▶ WHAT THE EXERCISE ASKS: Switch "green bush" to "leafy shrub" in the items starting at the line containing "the white cross" and ending at the line containing "224,72,260,109". Return only those lines, with everything else left as is.

***** RECORDS TO PROCESS *****

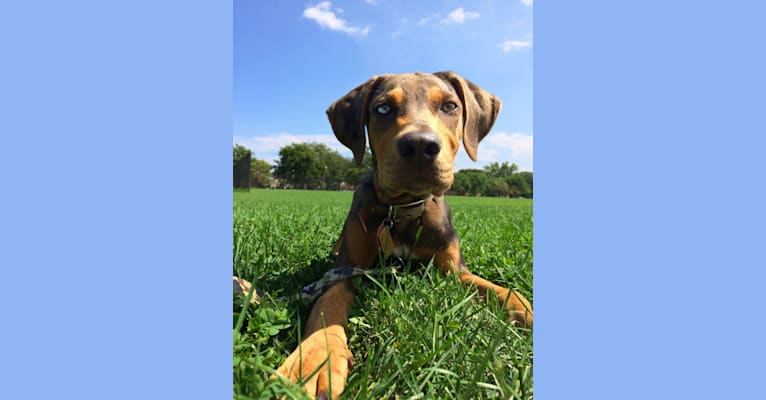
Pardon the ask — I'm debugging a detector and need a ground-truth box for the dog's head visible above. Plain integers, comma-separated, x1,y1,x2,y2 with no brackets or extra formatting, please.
327,72,501,198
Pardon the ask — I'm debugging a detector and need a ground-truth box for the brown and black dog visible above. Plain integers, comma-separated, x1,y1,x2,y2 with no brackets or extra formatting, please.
278,72,532,398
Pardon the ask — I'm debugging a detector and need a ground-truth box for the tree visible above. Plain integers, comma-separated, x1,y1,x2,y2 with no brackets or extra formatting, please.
310,143,349,190
484,162,519,179
250,158,272,187
452,169,491,196
234,145,252,189
518,171,533,198
274,143,322,189
507,174,532,197
343,150,372,185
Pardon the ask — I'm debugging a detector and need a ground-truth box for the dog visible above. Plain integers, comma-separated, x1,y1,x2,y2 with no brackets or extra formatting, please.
277,72,533,399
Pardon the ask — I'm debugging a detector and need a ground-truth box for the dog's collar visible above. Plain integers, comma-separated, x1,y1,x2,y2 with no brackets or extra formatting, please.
358,196,431,232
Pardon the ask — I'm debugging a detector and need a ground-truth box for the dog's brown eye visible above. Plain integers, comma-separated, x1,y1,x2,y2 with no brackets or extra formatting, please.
442,101,457,112
375,103,391,115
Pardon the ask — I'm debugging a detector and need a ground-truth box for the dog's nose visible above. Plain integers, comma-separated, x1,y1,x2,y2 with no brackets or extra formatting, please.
396,132,442,163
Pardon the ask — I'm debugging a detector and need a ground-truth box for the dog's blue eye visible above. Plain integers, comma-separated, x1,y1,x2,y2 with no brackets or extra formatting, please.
442,102,457,112
375,103,391,115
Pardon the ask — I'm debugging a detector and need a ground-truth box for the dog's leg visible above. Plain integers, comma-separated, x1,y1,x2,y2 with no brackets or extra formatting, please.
277,279,354,399
434,241,533,326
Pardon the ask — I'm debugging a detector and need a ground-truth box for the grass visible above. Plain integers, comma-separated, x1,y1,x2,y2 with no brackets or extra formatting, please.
233,190,533,399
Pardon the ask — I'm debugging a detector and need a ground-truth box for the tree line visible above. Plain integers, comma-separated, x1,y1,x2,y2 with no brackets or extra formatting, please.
234,143,532,198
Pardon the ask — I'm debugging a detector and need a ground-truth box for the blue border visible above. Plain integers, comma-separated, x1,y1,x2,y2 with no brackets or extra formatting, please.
534,1,766,399
0,1,766,399
0,1,232,399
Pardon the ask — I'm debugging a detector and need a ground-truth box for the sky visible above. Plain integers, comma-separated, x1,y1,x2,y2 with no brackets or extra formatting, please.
233,0,534,171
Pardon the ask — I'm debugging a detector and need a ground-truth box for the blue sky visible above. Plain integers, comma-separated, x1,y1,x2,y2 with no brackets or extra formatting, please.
233,0,534,171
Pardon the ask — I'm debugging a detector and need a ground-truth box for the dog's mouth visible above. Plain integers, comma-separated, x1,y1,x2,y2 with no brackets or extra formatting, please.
379,164,453,197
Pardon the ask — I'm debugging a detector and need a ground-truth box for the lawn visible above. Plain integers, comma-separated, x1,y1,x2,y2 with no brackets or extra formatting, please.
233,190,533,399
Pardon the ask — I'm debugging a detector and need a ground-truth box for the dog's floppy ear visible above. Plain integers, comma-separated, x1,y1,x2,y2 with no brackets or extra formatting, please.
434,71,502,161
327,75,385,166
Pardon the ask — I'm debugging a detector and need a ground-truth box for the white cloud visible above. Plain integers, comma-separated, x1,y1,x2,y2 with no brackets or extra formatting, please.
442,7,479,24
303,1,370,36
498,40,532,53
418,14,439,26
455,132,533,171
234,133,351,164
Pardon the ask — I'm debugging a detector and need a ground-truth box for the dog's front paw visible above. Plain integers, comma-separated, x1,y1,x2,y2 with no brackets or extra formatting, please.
277,328,354,399
503,290,534,328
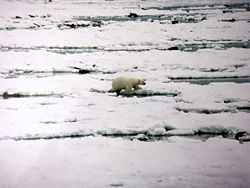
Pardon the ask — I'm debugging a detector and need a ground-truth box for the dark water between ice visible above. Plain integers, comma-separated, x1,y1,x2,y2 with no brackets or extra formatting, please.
0,1,250,141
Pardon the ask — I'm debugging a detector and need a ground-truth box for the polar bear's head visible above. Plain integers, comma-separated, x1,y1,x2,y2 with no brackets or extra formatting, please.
137,79,146,85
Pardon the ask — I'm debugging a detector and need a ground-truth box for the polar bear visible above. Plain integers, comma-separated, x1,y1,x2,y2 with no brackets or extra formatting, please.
108,77,146,96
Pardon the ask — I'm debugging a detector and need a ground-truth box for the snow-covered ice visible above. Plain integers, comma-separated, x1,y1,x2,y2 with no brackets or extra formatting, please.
0,0,250,188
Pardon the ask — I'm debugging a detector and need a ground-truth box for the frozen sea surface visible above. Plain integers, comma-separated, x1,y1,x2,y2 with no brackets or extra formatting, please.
0,0,250,187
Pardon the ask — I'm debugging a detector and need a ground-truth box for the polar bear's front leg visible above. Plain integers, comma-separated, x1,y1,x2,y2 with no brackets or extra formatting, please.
134,85,142,90
125,86,132,95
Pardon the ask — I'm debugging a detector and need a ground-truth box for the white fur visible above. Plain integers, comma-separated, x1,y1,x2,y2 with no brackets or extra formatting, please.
108,77,146,95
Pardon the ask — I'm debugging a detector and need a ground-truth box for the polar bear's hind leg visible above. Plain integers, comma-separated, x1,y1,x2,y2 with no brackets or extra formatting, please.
125,86,132,95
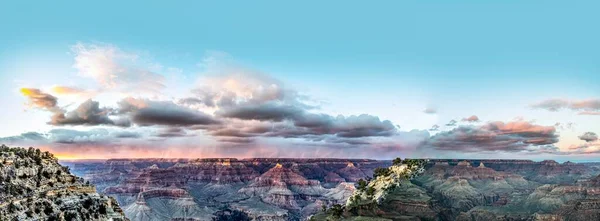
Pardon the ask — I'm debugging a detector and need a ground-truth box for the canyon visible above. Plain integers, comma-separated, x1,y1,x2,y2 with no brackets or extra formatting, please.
61,158,600,220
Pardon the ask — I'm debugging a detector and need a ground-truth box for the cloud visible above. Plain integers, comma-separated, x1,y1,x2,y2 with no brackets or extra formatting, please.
420,121,558,152
21,88,58,111
429,124,440,131
578,132,598,142
531,98,600,115
216,103,304,121
461,115,479,122
118,97,220,126
49,100,130,127
155,127,190,137
578,111,600,115
446,120,457,127
71,43,165,93
423,107,437,114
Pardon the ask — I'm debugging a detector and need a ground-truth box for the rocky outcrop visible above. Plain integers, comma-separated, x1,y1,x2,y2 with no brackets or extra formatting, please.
239,164,327,209
0,145,127,220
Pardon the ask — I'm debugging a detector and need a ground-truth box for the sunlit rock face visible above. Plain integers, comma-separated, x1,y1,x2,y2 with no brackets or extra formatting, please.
0,145,127,221
65,158,390,220
64,158,600,221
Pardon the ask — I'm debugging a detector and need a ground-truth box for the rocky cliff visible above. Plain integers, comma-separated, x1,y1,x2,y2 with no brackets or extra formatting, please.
0,145,127,221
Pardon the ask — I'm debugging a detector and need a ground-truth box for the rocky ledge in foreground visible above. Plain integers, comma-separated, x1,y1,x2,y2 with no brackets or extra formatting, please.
0,145,127,221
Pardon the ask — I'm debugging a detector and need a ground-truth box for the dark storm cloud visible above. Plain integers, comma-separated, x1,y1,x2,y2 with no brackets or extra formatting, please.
578,132,598,142
217,137,254,144
461,115,479,122
0,132,46,144
155,127,190,137
421,121,558,152
118,98,220,126
531,99,600,115
446,120,457,127
429,124,440,131
0,128,149,148
216,102,304,121
49,100,130,127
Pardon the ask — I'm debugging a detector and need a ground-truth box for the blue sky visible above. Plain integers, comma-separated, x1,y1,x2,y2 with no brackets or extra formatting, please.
0,1,600,159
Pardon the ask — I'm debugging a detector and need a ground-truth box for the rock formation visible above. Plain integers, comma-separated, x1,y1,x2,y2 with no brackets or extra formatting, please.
0,145,127,221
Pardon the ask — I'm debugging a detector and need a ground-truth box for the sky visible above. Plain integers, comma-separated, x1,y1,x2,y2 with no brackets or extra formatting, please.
0,0,600,162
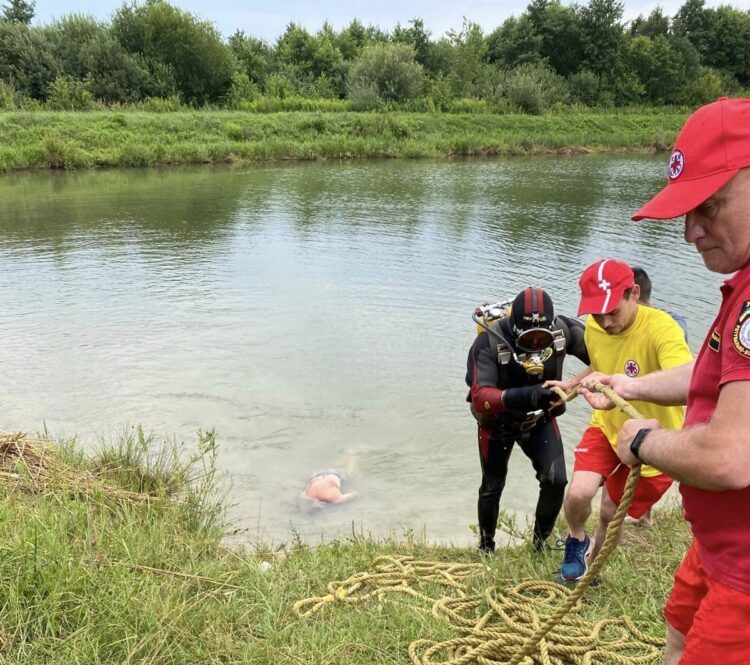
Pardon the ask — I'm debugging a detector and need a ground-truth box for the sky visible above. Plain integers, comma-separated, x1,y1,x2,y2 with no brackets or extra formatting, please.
32,0,750,43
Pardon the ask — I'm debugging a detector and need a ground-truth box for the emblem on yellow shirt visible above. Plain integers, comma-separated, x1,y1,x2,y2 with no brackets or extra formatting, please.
732,300,750,358
625,360,641,376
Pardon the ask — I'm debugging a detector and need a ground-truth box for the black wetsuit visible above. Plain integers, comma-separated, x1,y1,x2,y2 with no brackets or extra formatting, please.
466,317,589,550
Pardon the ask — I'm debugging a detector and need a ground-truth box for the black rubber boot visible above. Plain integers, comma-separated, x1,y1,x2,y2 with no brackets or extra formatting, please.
479,531,495,554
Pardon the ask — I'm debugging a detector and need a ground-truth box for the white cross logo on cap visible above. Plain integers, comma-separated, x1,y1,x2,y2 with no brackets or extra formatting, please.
596,259,612,314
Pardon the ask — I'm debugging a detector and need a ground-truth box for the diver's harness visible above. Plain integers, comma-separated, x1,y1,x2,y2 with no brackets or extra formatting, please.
468,300,570,432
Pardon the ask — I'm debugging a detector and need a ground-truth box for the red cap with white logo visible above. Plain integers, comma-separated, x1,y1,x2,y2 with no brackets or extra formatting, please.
632,97,750,222
578,259,635,316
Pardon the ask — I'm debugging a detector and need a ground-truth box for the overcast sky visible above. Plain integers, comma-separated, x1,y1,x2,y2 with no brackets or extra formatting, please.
32,0,750,42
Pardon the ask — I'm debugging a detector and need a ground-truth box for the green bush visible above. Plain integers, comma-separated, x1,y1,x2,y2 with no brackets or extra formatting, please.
0,79,18,111
503,64,570,115
137,95,185,113
348,44,424,102
446,99,490,113
685,67,739,106
568,69,601,106
349,81,383,111
47,76,94,111
224,72,260,109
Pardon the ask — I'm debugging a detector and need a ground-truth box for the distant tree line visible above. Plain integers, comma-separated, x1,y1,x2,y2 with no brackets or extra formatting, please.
0,0,750,113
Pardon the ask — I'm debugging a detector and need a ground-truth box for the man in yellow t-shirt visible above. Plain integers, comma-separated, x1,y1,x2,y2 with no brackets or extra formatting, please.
560,259,691,581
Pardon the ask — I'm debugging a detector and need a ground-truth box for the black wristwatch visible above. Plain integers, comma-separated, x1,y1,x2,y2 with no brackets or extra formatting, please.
630,427,651,461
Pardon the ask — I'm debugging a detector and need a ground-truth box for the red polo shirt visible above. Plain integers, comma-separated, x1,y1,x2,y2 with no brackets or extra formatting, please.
680,265,750,593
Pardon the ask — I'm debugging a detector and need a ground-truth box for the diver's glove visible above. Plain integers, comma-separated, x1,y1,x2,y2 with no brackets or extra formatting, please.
502,384,559,412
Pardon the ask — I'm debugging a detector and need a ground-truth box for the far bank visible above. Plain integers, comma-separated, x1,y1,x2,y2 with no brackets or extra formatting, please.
0,109,688,171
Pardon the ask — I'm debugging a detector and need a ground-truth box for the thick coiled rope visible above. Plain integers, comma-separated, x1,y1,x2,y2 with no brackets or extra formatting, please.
293,383,663,665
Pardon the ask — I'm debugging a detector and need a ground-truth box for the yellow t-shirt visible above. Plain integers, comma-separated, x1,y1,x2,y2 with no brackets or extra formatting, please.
584,305,692,476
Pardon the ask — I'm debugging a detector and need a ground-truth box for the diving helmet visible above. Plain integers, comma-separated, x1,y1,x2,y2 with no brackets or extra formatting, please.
510,286,555,376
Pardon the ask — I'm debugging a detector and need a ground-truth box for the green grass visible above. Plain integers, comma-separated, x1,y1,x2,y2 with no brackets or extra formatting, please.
0,431,689,665
0,109,688,170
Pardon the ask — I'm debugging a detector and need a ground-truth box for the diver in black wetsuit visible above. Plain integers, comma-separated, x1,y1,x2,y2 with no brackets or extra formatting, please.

*****

▶ CORRECT RESULT:
Pardon the ask — I'm debugging a detector and need a ground-truth box for the white cross logo on cap visible above. Plain integers, comma-separated, x1,y1,x2,y2 with no brackets or extra formatting, please.
596,259,612,314
Pardon the ask — I'm debugging a detector and need a ground-truth box for the diver's harness visible above. Plain integers, comma-separated, x1,y1,x2,y2 with no brackets or extra formatting, please.
468,300,570,432
Pardon the ask — I'm debugging a detector and need a ground-truth box for the red cap with white logo visible above. Plain integers, comma-separated, x1,y1,x2,y2 with no brackets or extra formatting, please.
632,97,750,222
578,259,635,316
Pardon the ask — I'm debugging a detector and need a ground-truth box for the overcast sky visible above. Plain integers, comma-separated, x1,y1,x2,y2 with no brackets or extra formatting, please.
32,0,750,42
Pardon the ask — I'm debugging a detector and need a ground-truth box for the leafy shrub visible above. Plain integers, comma-separated, x1,y1,x2,y2 with no brackets or extra formatting, please.
0,79,18,111
503,64,570,115
137,95,185,113
348,44,424,102
446,99,490,113
685,67,739,106
568,69,601,106
349,81,383,111
47,76,94,111
224,72,260,109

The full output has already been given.